- **TASK OBJECTIVE**: What is needed is an exact repeat of the lines from the line containing "windshield in this photo." through the final line of the entries below, and nothing else.
# START OF DATA LINES
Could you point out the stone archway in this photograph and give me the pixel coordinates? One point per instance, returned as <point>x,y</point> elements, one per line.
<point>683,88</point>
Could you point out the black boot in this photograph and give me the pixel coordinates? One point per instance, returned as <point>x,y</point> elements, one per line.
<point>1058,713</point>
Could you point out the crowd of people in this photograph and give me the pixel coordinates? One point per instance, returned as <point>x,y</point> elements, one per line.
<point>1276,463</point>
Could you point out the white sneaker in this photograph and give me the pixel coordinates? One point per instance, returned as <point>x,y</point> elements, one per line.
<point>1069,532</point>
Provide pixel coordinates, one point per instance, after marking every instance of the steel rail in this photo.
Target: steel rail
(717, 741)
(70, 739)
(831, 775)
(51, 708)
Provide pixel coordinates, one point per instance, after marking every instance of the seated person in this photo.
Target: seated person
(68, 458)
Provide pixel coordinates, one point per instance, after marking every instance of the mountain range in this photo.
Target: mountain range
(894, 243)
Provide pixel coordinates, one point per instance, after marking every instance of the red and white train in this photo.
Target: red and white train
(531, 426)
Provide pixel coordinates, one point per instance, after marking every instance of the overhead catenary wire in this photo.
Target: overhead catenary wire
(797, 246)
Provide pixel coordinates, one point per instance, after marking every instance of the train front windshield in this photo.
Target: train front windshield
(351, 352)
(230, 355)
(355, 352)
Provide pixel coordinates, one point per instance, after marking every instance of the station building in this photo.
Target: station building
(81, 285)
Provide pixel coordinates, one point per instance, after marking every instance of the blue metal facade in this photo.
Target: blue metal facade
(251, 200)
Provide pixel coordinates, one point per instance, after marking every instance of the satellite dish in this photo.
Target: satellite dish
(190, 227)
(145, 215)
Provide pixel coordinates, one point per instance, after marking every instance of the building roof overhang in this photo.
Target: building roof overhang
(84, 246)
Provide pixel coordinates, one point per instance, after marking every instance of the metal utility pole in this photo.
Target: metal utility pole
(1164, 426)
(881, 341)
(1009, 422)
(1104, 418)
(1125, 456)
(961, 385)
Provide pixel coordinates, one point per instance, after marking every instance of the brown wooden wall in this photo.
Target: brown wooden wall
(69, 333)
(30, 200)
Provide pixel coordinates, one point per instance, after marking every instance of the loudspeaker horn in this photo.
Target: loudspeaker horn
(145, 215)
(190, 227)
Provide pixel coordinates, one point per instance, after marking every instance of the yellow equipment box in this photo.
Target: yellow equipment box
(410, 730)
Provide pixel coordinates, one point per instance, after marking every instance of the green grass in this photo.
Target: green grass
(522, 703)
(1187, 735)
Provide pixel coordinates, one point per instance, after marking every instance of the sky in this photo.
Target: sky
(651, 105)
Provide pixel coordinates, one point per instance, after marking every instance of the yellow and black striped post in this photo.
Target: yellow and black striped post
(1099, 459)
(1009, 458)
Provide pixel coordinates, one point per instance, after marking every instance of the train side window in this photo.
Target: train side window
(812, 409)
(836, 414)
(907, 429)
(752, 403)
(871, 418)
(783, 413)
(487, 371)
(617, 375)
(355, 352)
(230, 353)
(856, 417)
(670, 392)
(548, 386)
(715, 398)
# END OF DATA LINES
- **OUTPUT**:
Provide pixel coordinates, one point per instance, after marking every instance of the train front windshield in this photo.
Target: train front windshield
(351, 352)
(230, 355)
(355, 352)
Provide pixel coordinates, one point per instance, after marking every instance of the station building in this photo.
Target: station building
(81, 285)
Provide pixel coordinates, one point per instance, after marking every instance of the blue metal facade in this photo.
Target: blue metal facade
(251, 200)
Provide pixel coordinates, one point per instance, after marking every instance of the satellite dish in this photo.
Target: satellite dish
(190, 227)
(145, 215)
Provide pixel coordinates, one point per instance, after marking every instance of the building roof overhang in this photo.
Target: building roof overhang
(84, 246)
Provide pixel coordinates, one point per instance, after marking every instance of the metal utility pole in this photo.
Target: metal utility pole
(1164, 426)
(881, 341)
(1009, 422)
(1104, 418)
(1125, 456)
(961, 385)
Provide pixel coordinates, one point per instance, after marking every instance of the brown wooden wall in this photo.
Target: brown wooden wall
(69, 333)
(30, 200)
Provide pixel coordinates, one point per instance, after marking every instance of the loudspeaker horn in this photo.
Target: loudspeaker horn
(145, 215)
(190, 227)
Provide pixel coordinates, one point per instance, after marking every instance of the yellow equipment box in this photo.
Target: yellow equipment box
(410, 730)
Provide pixel coordinates, one point per instance, after marking every instance of the green grass in this photo.
Target: green grass
(522, 703)
(1187, 735)
Provide pixel coordinates, one point per instance, after marking every instance of the sky in this photo.
Target: sky
(651, 105)
Provide pixel coordinates, one point per instance, after marking every instance of the yellow and black striped post in this photo.
Target: yellow and black striped post
(1099, 459)
(1009, 458)
Provide pixel coordinates, one point per instance, after marking every instance of the train side window in this photo.
Target: train side window
(812, 409)
(836, 414)
(907, 429)
(752, 403)
(871, 418)
(783, 413)
(487, 371)
(617, 375)
(355, 352)
(230, 353)
(856, 417)
(670, 392)
(548, 386)
(715, 398)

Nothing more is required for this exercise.